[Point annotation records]
┏━━

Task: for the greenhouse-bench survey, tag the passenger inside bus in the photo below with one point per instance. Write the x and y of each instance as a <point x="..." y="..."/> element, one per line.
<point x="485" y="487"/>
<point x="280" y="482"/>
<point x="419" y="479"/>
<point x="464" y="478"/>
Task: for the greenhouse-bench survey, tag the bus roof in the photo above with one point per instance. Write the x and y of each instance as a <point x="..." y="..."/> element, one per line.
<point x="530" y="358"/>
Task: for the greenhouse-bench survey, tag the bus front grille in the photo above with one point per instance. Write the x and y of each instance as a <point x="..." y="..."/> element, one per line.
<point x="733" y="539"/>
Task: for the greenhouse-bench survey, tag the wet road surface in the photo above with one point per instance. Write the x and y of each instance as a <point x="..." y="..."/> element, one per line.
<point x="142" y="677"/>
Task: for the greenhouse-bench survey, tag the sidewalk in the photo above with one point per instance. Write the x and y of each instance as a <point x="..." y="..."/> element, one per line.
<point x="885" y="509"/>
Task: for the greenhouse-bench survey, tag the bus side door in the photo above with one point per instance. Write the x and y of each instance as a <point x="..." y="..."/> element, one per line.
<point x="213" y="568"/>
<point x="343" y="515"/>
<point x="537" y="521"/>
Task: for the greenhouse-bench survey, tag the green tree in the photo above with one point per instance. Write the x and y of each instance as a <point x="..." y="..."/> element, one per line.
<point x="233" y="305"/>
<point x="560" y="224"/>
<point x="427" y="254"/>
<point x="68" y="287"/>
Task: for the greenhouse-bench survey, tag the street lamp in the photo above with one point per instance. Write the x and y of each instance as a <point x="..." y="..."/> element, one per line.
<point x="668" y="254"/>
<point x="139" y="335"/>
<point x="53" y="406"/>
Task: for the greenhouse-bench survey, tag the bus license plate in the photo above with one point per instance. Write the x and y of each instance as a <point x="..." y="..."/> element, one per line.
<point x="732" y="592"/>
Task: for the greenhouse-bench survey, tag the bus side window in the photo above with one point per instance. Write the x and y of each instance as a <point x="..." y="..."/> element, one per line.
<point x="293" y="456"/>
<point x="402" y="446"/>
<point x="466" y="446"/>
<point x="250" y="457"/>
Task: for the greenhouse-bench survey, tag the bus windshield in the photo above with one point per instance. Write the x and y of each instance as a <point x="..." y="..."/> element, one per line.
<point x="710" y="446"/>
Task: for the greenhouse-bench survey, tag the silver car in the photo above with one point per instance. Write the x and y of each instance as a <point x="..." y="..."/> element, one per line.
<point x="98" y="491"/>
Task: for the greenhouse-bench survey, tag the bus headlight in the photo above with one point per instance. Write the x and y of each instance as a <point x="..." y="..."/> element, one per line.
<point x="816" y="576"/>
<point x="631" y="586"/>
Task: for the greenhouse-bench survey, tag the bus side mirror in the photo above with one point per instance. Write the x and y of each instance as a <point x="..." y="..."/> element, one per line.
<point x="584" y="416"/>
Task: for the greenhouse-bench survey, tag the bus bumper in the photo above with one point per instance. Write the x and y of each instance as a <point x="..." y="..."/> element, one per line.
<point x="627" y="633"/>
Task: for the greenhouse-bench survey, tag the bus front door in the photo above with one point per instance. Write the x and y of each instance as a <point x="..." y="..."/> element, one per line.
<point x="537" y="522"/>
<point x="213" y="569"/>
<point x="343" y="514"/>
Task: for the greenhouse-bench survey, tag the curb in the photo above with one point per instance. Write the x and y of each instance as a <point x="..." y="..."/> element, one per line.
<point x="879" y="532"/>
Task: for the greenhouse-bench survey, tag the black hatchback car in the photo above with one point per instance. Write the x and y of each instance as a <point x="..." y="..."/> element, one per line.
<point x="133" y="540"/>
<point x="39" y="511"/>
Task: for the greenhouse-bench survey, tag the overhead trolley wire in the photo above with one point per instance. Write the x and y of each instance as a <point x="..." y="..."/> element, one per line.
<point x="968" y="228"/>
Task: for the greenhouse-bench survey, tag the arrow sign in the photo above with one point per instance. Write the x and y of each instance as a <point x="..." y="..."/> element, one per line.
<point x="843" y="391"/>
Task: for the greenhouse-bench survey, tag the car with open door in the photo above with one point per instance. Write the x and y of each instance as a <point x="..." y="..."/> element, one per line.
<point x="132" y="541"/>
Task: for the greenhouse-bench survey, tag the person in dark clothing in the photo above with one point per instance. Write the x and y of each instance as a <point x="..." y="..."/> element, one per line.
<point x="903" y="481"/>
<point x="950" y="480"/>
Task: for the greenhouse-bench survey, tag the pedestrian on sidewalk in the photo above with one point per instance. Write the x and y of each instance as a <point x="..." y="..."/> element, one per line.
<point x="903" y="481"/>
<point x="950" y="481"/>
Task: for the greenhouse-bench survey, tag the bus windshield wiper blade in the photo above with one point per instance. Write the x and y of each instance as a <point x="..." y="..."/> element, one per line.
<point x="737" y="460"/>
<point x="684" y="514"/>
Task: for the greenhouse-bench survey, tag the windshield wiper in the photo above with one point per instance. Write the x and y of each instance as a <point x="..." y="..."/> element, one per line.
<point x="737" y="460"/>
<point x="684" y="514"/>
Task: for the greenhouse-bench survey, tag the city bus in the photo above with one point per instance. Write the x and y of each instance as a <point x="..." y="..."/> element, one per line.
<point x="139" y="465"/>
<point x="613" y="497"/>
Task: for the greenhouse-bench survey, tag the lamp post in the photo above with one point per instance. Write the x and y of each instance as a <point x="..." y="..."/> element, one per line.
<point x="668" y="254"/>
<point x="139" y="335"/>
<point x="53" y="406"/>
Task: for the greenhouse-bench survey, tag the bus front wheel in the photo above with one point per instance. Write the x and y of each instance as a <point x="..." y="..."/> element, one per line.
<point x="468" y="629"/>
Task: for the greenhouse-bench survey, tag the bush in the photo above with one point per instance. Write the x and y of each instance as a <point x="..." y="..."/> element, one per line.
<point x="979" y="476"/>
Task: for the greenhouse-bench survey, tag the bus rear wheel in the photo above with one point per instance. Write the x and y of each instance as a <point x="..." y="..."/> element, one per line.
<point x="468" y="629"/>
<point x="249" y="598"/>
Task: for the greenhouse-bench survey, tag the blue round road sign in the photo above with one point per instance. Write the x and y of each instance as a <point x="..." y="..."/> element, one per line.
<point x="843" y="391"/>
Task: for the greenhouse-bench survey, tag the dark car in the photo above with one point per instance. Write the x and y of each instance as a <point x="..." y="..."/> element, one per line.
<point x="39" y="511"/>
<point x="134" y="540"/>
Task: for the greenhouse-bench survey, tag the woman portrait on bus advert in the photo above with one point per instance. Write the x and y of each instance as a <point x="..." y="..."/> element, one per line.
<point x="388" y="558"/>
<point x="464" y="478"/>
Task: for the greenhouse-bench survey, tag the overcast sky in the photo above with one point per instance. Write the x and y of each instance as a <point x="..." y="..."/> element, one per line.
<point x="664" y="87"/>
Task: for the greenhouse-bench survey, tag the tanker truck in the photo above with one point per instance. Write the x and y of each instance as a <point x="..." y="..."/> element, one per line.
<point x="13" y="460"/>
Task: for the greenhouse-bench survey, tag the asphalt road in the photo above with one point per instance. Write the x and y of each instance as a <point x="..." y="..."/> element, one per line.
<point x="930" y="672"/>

┗━━

→ **Directive**
Restate all of the entries above precisely.

→ **Worked solution**
Task: for the greenhouse-bench survey, tag the passenger inside bus in the photo below with one point per instance. Write the x and y of each instance as a <point x="..." y="..."/> element, one per line.
<point x="485" y="487"/>
<point x="280" y="482"/>
<point x="419" y="479"/>
<point x="464" y="478"/>
Task: for the greenhouse-bench survey, tag the bus roof in the photo above with one point per instance. Write the x and y of each instance as a <point x="..." y="..."/> element, one per line.
<point x="530" y="358"/>
Task: for the greenhouse-bench survey, tag the bus front grille in the photo above with one point per instance. Write the x and y of each instance as a <point x="..." y="..."/> element, one per line.
<point x="733" y="539"/>
Task: for the greenhouse-bench survey, tag the wet road surface in the photo above with one point per instance. Write the x and y of each instance as a <point x="..." y="..."/> element, one per line.
<point x="142" y="677"/>
Task: for the greenhouse-bench survey, tag the sidewalk in the photo above with one point per instance. Write the x and y of each instance as a <point x="..." y="..."/> element, one per line.
<point x="885" y="509"/>
Task: for the greenhouse-bench survey, tag the bus side door in the photo above with one point per instance. Write the x and y of each instance as a <point x="..." y="..."/> element, one per line.
<point x="213" y="568"/>
<point x="343" y="515"/>
<point x="537" y="521"/>
Task: for the greenhouse-bench survey, tag the green tree in the photo above with one point per instance. Write the x and y of each instance as a <point x="..." y="..."/> element, one per line.
<point x="233" y="305"/>
<point x="560" y="224"/>
<point x="427" y="254"/>
<point x="68" y="287"/>
Task: for the greenhouse-bench survey, tag the street lamp in the photo above with one point per instance. Write the x and y of each instance as a <point x="..." y="..."/> element, one per line.
<point x="668" y="254"/>
<point x="139" y="335"/>
<point x="53" y="406"/>
Task: for the greenhouse-bench survey, tag the bus license plate in the photo above with one point per instance. Write the x and y of each instance as a <point x="..." y="..."/> element, one per line.
<point x="732" y="592"/>
Task: for the greenhouse-bench survey, tag the bus side window in the photo above with one point per instance. Write the x and y of each instance as a <point x="..." y="..."/> element, one per line.
<point x="293" y="456"/>
<point x="402" y="446"/>
<point x="466" y="446"/>
<point x="250" y="457"/>
Task: for the greenhouse-bench survey, tag the bus windshield in the photo above with one point per instance. Write the x and y of each instance as a <point x="..." y="..."/> element, one per line.
<point x="710" y="446"/>
Task: for the greenhouse-bench survey, tag the silver car in the photo above with one point per instance. Write the x and y of each instance as a <point x="..." y="..."/> element, one per line.
<point x="98" y="491"/>
Task: for the greenhouse-bench survey, tag the bus headlight in the photo above with one point per instance. Write the x and y of each instance as a <point x="..." y="..."/> element, one per line.
<point x="816" y="576"/>
<point x="631" y="586"/>
Task: for the greenhouse-bench survey, tag the bus side mirror in the photo above with one point per instance. Write the x and y of each instance as a <point x="..." y="..."/> element, one per line.
<point x="584" y="416"/>
Task: for the greenhouse-bench survey, tag the bus bumper in the photo above with one point per instance. Write the x and y of each instance as a <point x="..." y="..."/> element, one per line.
<point x="627" y="633"/>
Task: for the greenhouse-bench survey, tag the bus front door in the photo above with one point per instance. Write the x and y of each instance as a <point x="..." y="..."/> element, one per line.
<point x="537" y="522"/>
<point x="213" y="569"/>
<point x="343" y="514"/>
Task: for the greenhouse-bench survey, tag the curb in the photo above with one point per instance. Write the x and y of each instance as a <point x="..." y="..."/> element, one per line.
<point x="879" y="532"/>
Task: for the greenhouse-bench survey, tag the black hatchback car in the photo above with one point per instance. Write the x and y of each instance as a <point x="..." y="..."/> element, one per line.
<point x="133" y="540"/>
<point x="39" y="511"/>
Task: for the greenhouse-bench survey, tag the overhead trolley wire in the photo above with one point per instance. Write the x and y of each instance as a <point x="..." y="..."/> element, one per line.
<point x="968" y="228"/>
Task: for the greenhouse-bench survey, tag the arrow sign in the photo above with one point per instance. Write the x and y of each instance as a <point x="..." y="..."/> element, one per line.
<point x="843" y="391"/>
Task: for the greenhouse-bench survey, tag the car with open door in the photo above with one point per instance. Write the x and y of each instance as a <point x="..." y="..."/> element, one per line.
<point x="132" y="541"/>
Task: for the greenhouse-bench survey, tag the person in dark clothing in the photo above with one point per instance. Write the x and y of each instance as a <point x="..." y="..."/> element, one per line.
<point x="903" y="481"/>
<point x="950" y="480"/>
Task: for the greenhouse-bench survey, tag the pedestrian on sidewalk in the photo above with one point per instance. Write the x and y of each instance as a <point x="..." y="..."/> element, one per line.
<point x="903" y="481"/>
<point x="950" y="481"/>
Task: for the greenhouse-bench survey, tag the bus windshield wiper blade in the photo above with one point per instance. Write the x and y of each instance as a <point x="..." y="..."/> element, one per line.
<point x="737" y="460"/>
<point x="684" y="514"/>
Task: for the greenhouse-bench survey, tag the windshield wiper in the photo above with one point per instance. Write the x and y of each instance as a <point x="..." y="..."/> element, one per line.
<point x="737" y="460"/>
<point x="684" y="514"/>
Task: for the greenhouse-bench survey, tag the city bus in the photo above with one point per instance. Write the x and y of each instance as a <point x="..." y="..."/> element, one per line.
<point x="139" y="465"/>
<point x="613" y="497"/>
Task: for the greenhouse-bench survey, tag the lamp post in the photo above with one point per instance. Write the x and y of each instance as a <point x="..." y="..."/> element, one per line.
<point x="668" y="254"/>
<point x="139" y="335"/>
<point x="53" y="406"/>
Task: for the greenhouse-bench survey, tag the bus front wheel in the photo above with one point per instance. Write the x and y of each instance as a <point x="..." y="..."/> element, one per line.
<point x="468" y="629"/>
Task: for the greenhouse-bench survey, tag the bush in the photo above with one point per instance. Write the x and y of each instance as a <point x="..." y="..."/> element, one per line.
<point x="979" y="476"/>
Task: for the greenhouse-bench survey, tag the bus rear wheel in the photo above with one point per instance. Write the x and y of each instance as a <point x="..." y="..."/> element, one per line.
<point x="468" y="629"/>
<point x="249" y="598"/>
Task: for the greenhouse-bench survey, tag the blue round road sign in the photo above with one point per instance. Write the x and y of each instance as a <point x="..." y="..."/> element, one per line.
<point x="843" y="391"/>
Task: for the greenhouse-bench survey, tag the dark car in the photo above with one point per instance. Write the x and y of each instance as a <point x="..." y="..."/> element, one per line.
<point x="39" y="511"/>
<point x="134" y="540"/>
Task: for the greenhouse-bench survey, tag the woman portrait on bus advert in the photo above with one point per instance. Write the x and y of each instance as a <point x="..." y="..."/> element, one per line.
<point x="388" y="558"/>
<point x="464" y="478"/>
Task: for the greenhouse-bench survey, tag the overcast sky in the photo above with one point per instance. Write the x and y of each instance as a <point x="..." y="..."/> element, one per line.
<point x="664" y="87"/>
Task: for the greenhouse-bench survey, tag the tanker truck in the photo above with one point per instance. Write the x and y of each instance as a <point x="..." y="..."/> element, one per line.
<point x="13" y="460"/>
Task: for the greenhouse-bench survey, tag the asphalt road in the photo above with one point per instance. Write the x and y of each instance as a <point x="..." y="..."/> element, one per line.
<point x="930" y="672"/>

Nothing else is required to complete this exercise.